Convert the data below, from the line containing "Task: point to the headlight." through the final line, into a JSON list of strings with one string per line, leaving out any blank lines.
>> START Entries supplied
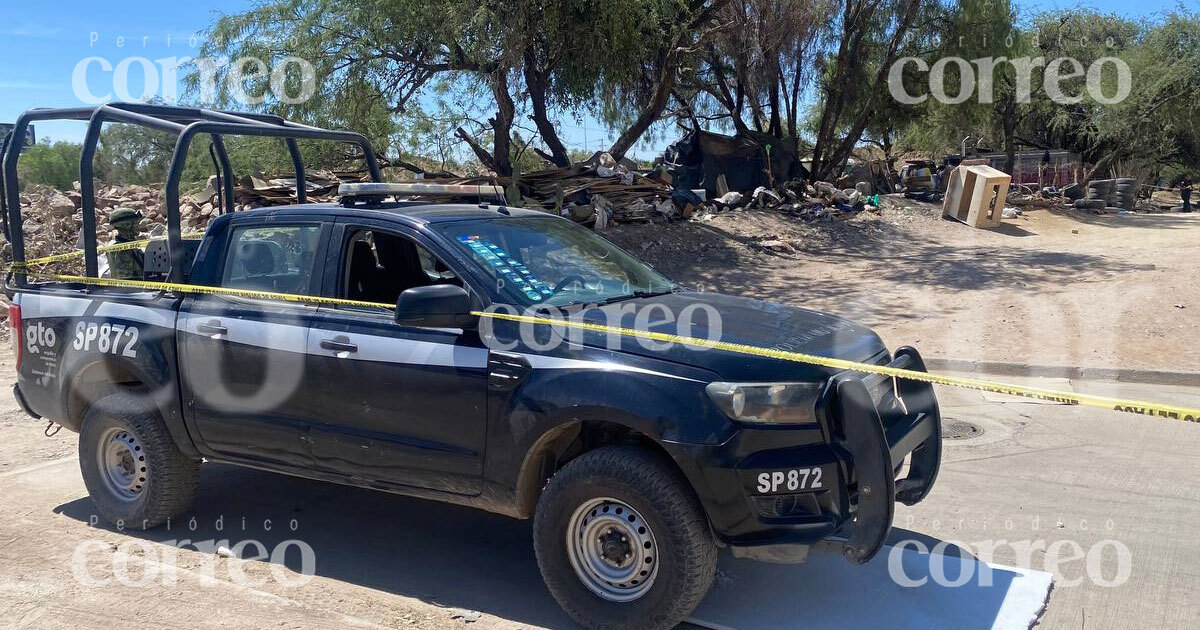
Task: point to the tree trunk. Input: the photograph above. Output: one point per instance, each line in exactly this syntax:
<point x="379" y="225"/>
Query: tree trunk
<point x="825" y="161"/>
<point x="537" y="84"/>
<point x="502" y="124"/>
<point x="653" y="109"/>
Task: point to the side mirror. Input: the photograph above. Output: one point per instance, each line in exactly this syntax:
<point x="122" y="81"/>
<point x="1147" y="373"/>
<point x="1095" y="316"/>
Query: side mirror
<point x="435" y="306"/>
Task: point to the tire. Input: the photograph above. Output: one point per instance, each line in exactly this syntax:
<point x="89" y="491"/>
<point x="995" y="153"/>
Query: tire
<point x="132" y="468"/>
<point x="682" y="552"/>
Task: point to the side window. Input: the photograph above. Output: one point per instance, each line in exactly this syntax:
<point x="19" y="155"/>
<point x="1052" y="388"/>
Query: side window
<point x="277" y="258"/>
<point x="381" y="265"/>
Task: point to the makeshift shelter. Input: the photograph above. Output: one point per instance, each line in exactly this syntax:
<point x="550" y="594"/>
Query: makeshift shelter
<point x="747" y="162"/>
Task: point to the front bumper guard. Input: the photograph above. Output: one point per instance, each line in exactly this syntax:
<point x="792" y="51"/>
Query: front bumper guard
<point x="879" y="432"/>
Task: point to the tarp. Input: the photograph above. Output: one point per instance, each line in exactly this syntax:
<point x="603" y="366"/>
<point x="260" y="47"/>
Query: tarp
<point x="696" y="160"/>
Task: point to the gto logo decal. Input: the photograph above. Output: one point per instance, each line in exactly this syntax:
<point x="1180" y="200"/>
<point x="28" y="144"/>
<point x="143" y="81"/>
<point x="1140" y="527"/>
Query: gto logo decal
<point x="39" y="336"/>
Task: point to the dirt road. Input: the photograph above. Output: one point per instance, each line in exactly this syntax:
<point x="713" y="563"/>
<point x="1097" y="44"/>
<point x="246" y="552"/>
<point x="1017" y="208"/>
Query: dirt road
<point x="1053" y="287"/>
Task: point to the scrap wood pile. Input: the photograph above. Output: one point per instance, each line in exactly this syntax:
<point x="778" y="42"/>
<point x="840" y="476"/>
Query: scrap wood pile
<point x="604" y="193"/>
<point x="599" y="193"/>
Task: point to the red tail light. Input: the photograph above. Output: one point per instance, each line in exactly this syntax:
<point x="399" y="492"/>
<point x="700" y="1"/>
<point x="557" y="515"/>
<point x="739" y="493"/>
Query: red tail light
<point x="15" y="330"/>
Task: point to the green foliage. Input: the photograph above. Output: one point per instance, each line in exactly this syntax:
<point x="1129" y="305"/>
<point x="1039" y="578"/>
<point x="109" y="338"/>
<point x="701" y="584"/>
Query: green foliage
<point x="49" y="163"/>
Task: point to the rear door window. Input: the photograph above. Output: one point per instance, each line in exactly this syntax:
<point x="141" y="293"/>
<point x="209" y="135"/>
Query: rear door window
<point x="275" y="258"/>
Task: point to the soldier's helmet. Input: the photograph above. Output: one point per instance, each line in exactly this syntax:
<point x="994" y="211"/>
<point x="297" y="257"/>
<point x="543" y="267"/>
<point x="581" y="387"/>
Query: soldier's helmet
<point x="123" y="216"/>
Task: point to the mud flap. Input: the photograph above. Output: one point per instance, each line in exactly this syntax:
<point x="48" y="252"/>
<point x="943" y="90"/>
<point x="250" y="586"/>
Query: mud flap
<point x="874" y="471"/>
<point x="927" y="459"/>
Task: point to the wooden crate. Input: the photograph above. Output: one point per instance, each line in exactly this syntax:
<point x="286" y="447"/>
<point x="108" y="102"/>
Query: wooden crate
<point x="976" y="196"/>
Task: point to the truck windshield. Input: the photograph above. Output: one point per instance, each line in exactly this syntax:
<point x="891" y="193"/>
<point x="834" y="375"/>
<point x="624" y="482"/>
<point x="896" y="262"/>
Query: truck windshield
<point x="553" y="262"/>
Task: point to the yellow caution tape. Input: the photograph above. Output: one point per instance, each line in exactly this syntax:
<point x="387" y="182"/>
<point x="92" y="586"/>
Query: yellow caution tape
<point x="103" y="249"/>
<point x="1065" y="397"/>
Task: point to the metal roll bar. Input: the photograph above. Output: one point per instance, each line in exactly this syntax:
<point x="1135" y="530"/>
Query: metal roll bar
<point x="185" y="123"/>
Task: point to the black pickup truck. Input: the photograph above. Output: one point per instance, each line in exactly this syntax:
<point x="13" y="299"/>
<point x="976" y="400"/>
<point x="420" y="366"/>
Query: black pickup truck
<point x="635" y="460"/>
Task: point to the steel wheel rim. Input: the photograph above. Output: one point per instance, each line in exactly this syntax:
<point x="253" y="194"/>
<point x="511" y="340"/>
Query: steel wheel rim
<point x="123" y="463"/>
<point x="612" y="550"/>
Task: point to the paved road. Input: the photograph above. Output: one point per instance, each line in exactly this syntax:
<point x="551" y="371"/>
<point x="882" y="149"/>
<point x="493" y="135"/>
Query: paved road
<point x="1037" y="474"/>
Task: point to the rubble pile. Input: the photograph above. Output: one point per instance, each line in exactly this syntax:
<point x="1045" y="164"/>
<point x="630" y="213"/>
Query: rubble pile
<point x="598" y="193"/>
<point x="605" y="193"/>
<point x="53" y="220"/>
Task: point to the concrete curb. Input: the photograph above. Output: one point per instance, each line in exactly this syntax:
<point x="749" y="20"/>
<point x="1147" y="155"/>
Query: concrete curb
<point x="1155" y="377"/>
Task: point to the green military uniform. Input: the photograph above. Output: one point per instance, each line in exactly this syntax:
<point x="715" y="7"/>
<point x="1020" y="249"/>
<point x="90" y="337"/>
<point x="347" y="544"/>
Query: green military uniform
<point x="126" y="264"/>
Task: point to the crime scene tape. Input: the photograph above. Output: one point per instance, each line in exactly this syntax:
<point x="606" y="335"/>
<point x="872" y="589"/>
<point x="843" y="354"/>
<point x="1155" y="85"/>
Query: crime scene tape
<point x="102" y="249"/>
<point x="1065" y="397"/>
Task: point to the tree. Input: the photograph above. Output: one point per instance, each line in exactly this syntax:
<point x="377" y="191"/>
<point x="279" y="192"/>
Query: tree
<point x="510" y="55"/>
<point x="49" y="163"/>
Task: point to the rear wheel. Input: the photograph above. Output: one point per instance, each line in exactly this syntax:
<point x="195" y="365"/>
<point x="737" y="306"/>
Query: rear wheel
<point x="135" y="473"/>
<point x="622" y="540"/>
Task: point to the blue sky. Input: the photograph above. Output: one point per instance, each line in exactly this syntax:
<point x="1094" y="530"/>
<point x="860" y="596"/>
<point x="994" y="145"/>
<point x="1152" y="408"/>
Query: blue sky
<point x="41" y="43"/>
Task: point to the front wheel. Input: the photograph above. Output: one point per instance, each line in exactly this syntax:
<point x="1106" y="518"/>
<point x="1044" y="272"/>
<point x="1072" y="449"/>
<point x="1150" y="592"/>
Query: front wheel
<point x="622" y="540"/>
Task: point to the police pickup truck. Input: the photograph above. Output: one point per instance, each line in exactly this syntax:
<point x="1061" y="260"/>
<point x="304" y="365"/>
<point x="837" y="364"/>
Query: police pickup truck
<point x="636" y="460"/>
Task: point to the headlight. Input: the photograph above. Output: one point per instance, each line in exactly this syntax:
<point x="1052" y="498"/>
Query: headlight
<point x="767" y="403"/>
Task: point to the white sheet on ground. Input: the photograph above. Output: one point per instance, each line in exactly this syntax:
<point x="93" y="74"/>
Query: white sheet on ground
<point x="828" y="592"/>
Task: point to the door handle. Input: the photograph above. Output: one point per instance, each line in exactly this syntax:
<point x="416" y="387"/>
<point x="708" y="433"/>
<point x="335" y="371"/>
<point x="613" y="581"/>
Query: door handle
>> END Entries supplied
Right answer:
[
  "Task: point to the headlight. Input: the photograph above. Output: one point per instance, each line in exactly this syntax:",
  "<point x=\"1052\" y=\"498\"/>",
  "Query: headlight",
  "<point x=\"767\" y=\"403\"/>",
  "Task: point to the white sheet on ground. Input: the photograph above. Output: one point per instance, each line in exactly this syntax:",
  "<point x=\"93\" y=\"74\"/>",
  "Query: white sheet on ground",
  "<point x=\"828\" y=\"592\"/>",
  "Task: point to the door handle. Input: the photograph above. Output: one point per instance, each line in exactly this syntax:",
  "<point x=\"416\" y=\"387\"/>",
  "<point x=\"708\" y=\"433\"/>",
  "<point x=\"335\" y=\"371\"/>",
  "<point x=\"613\" y=\"581\"/>",
  "Query: door handle"
]